• **Stored items from a collection**:
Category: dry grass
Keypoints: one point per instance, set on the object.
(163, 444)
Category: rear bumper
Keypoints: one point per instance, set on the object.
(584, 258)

• **How to complete this task**:
A complete answer reproduces every line of the records in which the word "Category" occurs.

• **Written answer**:
Category: dry grass
Category: rear bumper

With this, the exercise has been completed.